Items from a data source
++++++
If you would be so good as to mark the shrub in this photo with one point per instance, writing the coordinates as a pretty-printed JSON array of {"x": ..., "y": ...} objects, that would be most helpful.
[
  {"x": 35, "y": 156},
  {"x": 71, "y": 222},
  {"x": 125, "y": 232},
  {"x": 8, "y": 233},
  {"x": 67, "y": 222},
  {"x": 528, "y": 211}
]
++++++
= Task brief =
Copy out the data above line for line, with no changes.

= Reply =
If you would be so good as to mark the shrub in this photo with one point per instance, writing the coordinates as a pretty-printed JSON array of {"x": ..., "y": ...} objects, that would be most helpful.
[
  {"x": 35, "y": 156},
  {"x": 71, "y": 222},
  {"x": 125, "y": 232},
  {"x": 8, "y": 233},
  {"x": 67, "y": 222},
  {"x": 528, "y": 211}
]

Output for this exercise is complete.